## 원문
┌──

핸즈온 머신러닝 - Part1. 머신러닝 ch2. 머신러닝 프로젝트 처음부터 끝 까지

govlKH·2023년 8월 30일
0

핸즈온 머신러닝

목록 보기
1/15

Part1. 머신러닝

ch2. 머신러닝 프로젝트 처음부터 끝 까지

1. 특정 feature를 기준으로 train test split 하기

from sklearn.model_selection import StratifiedShuffleSplit

# 소득 카테고리(소득을 1,2,3,4,5로 분류)를 기반으로 샘플링
split = StratifiedShuffleSplit(n_splits=1, test_size=0.2, random_state=42)
for train_index, test_index in split.split(housing, housing["income_cat"]):
    strat_train_set = housing.loc[train_index]
    strat_test_set = housing.loc[test_index]

2. 시각화

경도 위도를 기준으로 집값을 시각화
여기에서 원의 크기는 인구수

housing.plot(kind='scatter', x='longitude', y='latitude', alpha=0.4,
             s = housing['population']/100, label="population", figsize=(10,7),
             c='median_house_value', cmap=plt.get_cmap("jet"), colorbar=True,
             sharex=False)

└──

## 요청 사항
**a.** 머신러닝 프로젝트 정리 원문의 시각화 부분에서 원의 크기는 무엇을 나타내나요?
**b.** 핸즈온 머신러닝 2장 정리 원문을 마지막 시각화 코드 다음부터 이어서 작성하세요.
이어지는 항목들은 별도의 출처에서 수집된 것입니다.

[데이터 레코드]
┌──

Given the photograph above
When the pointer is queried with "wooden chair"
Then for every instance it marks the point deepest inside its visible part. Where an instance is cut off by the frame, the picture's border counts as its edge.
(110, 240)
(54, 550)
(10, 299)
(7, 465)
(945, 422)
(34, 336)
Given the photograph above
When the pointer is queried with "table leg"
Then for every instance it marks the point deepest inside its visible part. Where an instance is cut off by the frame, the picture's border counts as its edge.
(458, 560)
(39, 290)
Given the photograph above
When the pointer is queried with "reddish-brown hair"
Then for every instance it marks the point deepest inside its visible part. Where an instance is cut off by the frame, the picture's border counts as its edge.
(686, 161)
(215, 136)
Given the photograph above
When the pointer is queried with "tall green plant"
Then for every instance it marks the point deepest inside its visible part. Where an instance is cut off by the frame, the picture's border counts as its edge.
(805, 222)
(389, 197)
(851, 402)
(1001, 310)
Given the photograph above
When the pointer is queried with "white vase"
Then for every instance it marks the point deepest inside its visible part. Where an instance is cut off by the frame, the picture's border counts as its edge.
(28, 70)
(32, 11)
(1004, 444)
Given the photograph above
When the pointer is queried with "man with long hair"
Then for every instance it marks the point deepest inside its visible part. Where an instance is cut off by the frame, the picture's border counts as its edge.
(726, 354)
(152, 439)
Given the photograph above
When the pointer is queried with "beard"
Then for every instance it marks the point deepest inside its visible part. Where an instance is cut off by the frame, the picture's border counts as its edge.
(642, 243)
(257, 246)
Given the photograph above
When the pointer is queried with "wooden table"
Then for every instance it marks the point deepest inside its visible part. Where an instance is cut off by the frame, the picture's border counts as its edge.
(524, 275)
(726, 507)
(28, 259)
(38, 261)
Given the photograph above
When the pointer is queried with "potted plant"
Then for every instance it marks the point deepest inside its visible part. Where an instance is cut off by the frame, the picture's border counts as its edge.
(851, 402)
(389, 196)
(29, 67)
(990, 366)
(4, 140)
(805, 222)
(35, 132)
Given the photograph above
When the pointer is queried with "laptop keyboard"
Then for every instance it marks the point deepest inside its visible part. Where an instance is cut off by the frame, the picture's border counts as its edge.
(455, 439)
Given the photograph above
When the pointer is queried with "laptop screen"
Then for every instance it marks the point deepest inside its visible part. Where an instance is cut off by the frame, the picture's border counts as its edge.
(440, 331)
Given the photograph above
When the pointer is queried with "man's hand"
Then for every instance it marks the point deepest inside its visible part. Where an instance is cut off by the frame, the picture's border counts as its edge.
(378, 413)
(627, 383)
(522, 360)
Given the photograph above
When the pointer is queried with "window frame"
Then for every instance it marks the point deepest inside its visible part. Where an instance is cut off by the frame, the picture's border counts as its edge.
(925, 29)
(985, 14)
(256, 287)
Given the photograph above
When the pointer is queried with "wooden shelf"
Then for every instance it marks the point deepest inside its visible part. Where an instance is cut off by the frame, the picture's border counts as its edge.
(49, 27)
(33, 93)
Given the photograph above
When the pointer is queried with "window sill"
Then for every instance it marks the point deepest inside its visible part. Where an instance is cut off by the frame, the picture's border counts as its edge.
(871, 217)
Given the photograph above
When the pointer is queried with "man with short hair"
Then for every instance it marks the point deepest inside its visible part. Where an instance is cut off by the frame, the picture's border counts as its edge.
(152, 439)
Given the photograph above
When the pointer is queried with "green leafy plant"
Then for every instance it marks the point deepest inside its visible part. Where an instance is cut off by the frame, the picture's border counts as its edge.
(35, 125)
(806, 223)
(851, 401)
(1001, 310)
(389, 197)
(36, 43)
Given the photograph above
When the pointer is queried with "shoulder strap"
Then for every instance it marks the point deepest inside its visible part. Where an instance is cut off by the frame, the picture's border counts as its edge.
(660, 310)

└──

## 답변 모음
**a.** 인구수를 나타냅니다.

**b.**
plt.legend()
plt.show()

  • 실제 캘리포니아 지도를 넣어 시각화
# 깔금한 그래프 출력을 위해
%matplotlib inline
import matplotlib as mpl
import matplotlib.pyplot as plt
mpl.rc('axes', labelsize=14)
mpl.rc('xtick', labelsize=12)
mpl.rc('ytick', labelsize=12)

# 그림을 저장할 위치
PROJECT_ROOT_DIR = "."
CHAPTER_ID = "end_to_end_project"
IMAGES_PATH = os.path.join(PROJECT_ROOT_DIR, "images", CHAPTER_ID)
os.makedirs(IMAGES_PATH, exist_ok=True)

def save_fig(fig_id, tight_layout=True, fig_extension="png", resolution=300):
    path = os.path.join(IMAGES_PATH, fig_id + "." + fig_extension)
    print("그림 저장:", fig_id)
    if tight_layout:
        plt.tight_layout()
    plt.savefig(path, format=fig_extension, dpi=resolution)
    
---

# Download the California image
images_path = os.path.join(PROJECT_ROOT_DIR, "images", "end_to_end_project")
os.makedirs(images_path, exist_ok=True)
DOWNLOAD_ROOT = "https://raw.githubusercontent.com/ageron/handson-ml2/master/"
filename = "california.png"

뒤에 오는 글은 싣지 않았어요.